## [TEXT]
• • • •

I wouldn't be fine with Portishead and Massive Attack.
Echo & the Bunnymen, not so much...
The Cars, Ultravox, etc. etc. The Hall of Fame and Rolling Stone ignore New Wave. FOR SHAME!
That should read.
I would be fine with Portishead and Massive Attack...
or
I wouldn't be upset about Portishead and Massive Attack.
Neu Mejican...
I'd compare Echo and the Bunnymen to U2, if U2 were good.
Portishead and Massive Attack...well, I'll just say the song
"Teardrop" alone should get Massive Attack in the Hall of Fame.
Let me try that all again.
In like Flynn
Joy Division
Kraftwerk
No contest
Portishead
Massive Attack
(as long as Tricky gets in on his own)
I would oppose
Echo & the Bunnymen
Roxy Music
Ultravox
OK, that makes more sense, NM.
Now listen to Echo and the Bunnymen's "The Cutter" and the 2nd half
of the "Ocean Rain" album. And listen to Orchestral Manoeuvres in
the Dark's "Architecture & Morality" album. One of the ten
finest albums I've ever heard.
I don't know how the hell you oppose Roxy Music. Have you heard the "Country Life" album? Or "In Every Dream Home A Heartache"? Or even their first album. Bryan Ferry is pure genius, I'm sorry.

• • • •

## [TASK LIST]
(A) Condense the paragraph of the music discussion that begins "I don't know how the hell you oppose Roxy Music" into a single sentence that keeps its main points.
(B) According to the music discussion, which song alone should earn Massive Attack a place in the Hall of Fame?
(C) Pick up the music discussion after its final sentence and write the next contribution.

[Coordinate annotation records]
• • • •

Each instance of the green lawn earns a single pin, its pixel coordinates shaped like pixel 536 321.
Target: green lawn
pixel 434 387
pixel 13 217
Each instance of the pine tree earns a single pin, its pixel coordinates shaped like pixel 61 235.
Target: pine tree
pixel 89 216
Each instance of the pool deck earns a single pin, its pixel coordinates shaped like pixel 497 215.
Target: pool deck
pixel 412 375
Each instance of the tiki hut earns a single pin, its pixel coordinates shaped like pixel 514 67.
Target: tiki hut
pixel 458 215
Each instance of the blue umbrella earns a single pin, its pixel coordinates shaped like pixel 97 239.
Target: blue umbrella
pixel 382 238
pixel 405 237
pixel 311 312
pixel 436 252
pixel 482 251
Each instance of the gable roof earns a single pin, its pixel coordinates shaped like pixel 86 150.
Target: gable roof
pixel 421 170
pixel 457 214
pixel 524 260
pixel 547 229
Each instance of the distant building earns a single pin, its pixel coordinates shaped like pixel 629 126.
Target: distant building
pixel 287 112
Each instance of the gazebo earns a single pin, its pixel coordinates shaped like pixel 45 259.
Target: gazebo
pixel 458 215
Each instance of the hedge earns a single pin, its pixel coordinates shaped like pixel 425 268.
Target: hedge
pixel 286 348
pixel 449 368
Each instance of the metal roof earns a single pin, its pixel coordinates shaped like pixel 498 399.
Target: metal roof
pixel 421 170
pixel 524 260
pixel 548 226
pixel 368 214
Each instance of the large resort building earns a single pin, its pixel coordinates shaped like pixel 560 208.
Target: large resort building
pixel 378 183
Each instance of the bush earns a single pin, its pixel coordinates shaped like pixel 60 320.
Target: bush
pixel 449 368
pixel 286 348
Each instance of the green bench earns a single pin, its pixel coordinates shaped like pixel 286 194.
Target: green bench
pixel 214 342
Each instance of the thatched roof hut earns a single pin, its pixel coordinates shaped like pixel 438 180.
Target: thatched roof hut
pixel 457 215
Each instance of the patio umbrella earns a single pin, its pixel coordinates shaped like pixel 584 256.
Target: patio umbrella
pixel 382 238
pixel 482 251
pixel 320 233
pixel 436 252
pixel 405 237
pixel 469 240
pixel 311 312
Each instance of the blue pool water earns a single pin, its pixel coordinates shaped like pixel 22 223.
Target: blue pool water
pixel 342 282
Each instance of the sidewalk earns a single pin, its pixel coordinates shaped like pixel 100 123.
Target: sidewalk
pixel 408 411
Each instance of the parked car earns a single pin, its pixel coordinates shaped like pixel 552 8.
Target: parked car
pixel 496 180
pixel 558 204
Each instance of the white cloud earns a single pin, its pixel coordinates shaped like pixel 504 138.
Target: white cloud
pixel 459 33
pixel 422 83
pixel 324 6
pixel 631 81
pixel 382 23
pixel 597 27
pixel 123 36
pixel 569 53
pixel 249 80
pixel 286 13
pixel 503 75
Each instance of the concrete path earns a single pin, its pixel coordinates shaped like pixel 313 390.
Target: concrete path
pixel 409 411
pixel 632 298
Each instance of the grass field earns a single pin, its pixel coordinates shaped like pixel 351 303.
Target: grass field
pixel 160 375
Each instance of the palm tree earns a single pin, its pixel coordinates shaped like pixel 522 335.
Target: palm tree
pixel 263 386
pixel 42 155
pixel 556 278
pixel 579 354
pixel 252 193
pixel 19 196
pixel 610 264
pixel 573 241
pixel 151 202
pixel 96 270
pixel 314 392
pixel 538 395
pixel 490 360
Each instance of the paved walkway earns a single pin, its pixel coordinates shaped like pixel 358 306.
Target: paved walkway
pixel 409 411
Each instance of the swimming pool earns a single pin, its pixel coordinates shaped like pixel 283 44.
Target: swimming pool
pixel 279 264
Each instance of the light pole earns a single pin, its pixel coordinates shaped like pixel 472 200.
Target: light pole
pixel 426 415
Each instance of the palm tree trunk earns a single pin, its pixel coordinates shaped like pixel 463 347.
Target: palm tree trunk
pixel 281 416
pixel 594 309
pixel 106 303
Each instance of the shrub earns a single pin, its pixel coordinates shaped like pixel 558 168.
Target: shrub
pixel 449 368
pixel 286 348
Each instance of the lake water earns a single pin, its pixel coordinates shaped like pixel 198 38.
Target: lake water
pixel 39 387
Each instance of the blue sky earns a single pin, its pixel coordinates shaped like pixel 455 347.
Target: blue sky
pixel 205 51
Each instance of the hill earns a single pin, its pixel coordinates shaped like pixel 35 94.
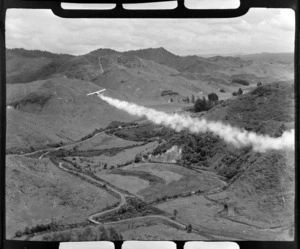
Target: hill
pixel 261 185
pixel 53 103
pixel 47 112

• • • •

## [RESPONSES IN ORDER]
(A) The writer cannot understand opposing Roxy Music, points to the "Country Life" album, "In Every Dream Home A Heartache," and the band's first album, and calls Bryan Ferry pure genius.

(B) "Teardrop."

(C)
Art-POG,
Roxy Music has some good songs, but hardly rank among the greats of
their day (since you've offered albums for comparison...compare
their best with Here Come the Warm Jets).
Echo and the Bunnymen are fine, but they didn't really define their
style/their time. They are a good exemplar, but were not
innovators.
And just to give you some perspective.
I heard all of those albums when they were new.
A band that had huge influence that will never make it.
Le Tout Puissant Orchestre Poly Rythmo De Cotonou
(50 albums, hundreds of singles from 1967 til just recently)
Easily as important as the more likely future inductee..
Fela Kuti
Le Tout Puissant Orchestre Poly Rythmo De Cotonou
http://youtube.com/watch?v=wzK7ttlR0LQ
Yeah, Eno's great and Fela Kuti will end up in the Hall. My
biggest problem is due to my age I have a limited perspective on
music. Of the bands that I grew up listening to there are only a
few I could say were truly great. But I'm gonna have to listen to
some post-Roxy Eno now.
BTW, you're not really into post-punk/synth-pop? And I see that
you're holding every artist to a high standard. Commendable.
But Madonna and Mellencamp are already in the hall [barfs].
you're not really into post-punk/synth-pop?
Actually, a big fan of the good stuff.
We just have different taste.
Check out early Cabaret Voltaire, Coil, or for a more pop
example... Severed Heads.
Severed Heads website has some videos...
Start with the early stuff...
http://www.sevcom.com
The Kings of Benin is the name of a recent compilation of Poly Rythmo...worth tracking down.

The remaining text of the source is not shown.